Supplied passage:
::::
The Toronto Transportation Commission operated a Spadina streetcar line on Spadina Avenue from 1923 to 1948 in Toronto, Ontario, Canada. Spadina Avenue is a major north–south road in downtown Toronto.

==History==
Streetcar service along Spadina Avenue started in 1878 when the Toronto Street Railway built a horsecar line from King Street to College Street. The horsecar line was extended to Bloor Street in 1883.

In November 1891, shortly after taking over the streetcar system, the Toronto Railway Company (TRC) merged the Spadina streetcar line into its new Belt Line (not to be confused with the Toronto Belt Line Railway, a steam-powered commuter railway line of the same period). The TRC's Belt Line route operated both ways on King Street, Spadina Avenue, Bloor Street, and Sherbourne Street.

After its creation in 1921, the Toronto Transportation Commission (TTC) combined, amalgamated and rationalized the tracks, routes, and rolling stock of several privately held streetcar companies. In a 1923 reconfiguration of the streetcar network, the Belt Line route was discontinued and Spadina became a separate streetcar route starting on July 1, 1923.

Initially, the Spadina streetcar route ran from Bloor Street to Front Street. However, when a bridge over the railway corridor south of Front Street was opened in 1927, the Spadina line was extended south to Fleet Street (today's Lake Shore Boulevard). Because the line had no turning loops, the Spadina route used double-ended vehicles and required crossovers to change direction. There were three crossovers along the line – at Bloor Street, Wellington Street and Lake Shore Boulevard. The streetcars used on the route were built by the Preston Car Company in 1918. The TTC inherited them from the Toronto Civic Railways and designated this series of streetcars as Class J. The Class J streetcars required two-man operation, had rear-door entry and exit, and front-door exit, and used pay-as-you-enter fare collection.
::::
Extracted data entries
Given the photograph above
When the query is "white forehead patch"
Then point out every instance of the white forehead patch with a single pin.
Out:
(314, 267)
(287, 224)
::::
Activity: Continue the passage on the Spadina streetcar line, starting after its last sentence.

Exercise response:
Spadina Avenue used to have a tree-lined boulevard containing streetcar tracks in the middle separate from road traffic. However, sometime during the life the Spadina streetcar route, this boulevard was eliminated and paved for road traffic.

South of Harbord Street, the tracks on Spadina Avenue were also used by the Harbord streetcar route, a route created by the Toronto Railway Company on November 16, 1911.

The Spadina route operated until October 10, 1948, when it was replaced by buses. The conversion to buses was to provide relief from post-war electricity shortages. With the simultaneous closure of the Spadina streetcar route and the North Yonge Railways, the TTC ended the use of double-ended streetcars on its system.

After termination of the Spadina route, the tracks on Spadina between Dundas Street and Harbord Street continued to be used by the Harbord streetcar route until its discontinuation on February 26, 1966. After the demise of the Harbord route, only the tracks between King and College streets were retained along Spadina Avenue, which could be used for diversions. After being rebuilt, the Spadina streetcar line was reinstated as 510 Spadina on July 27, 1997.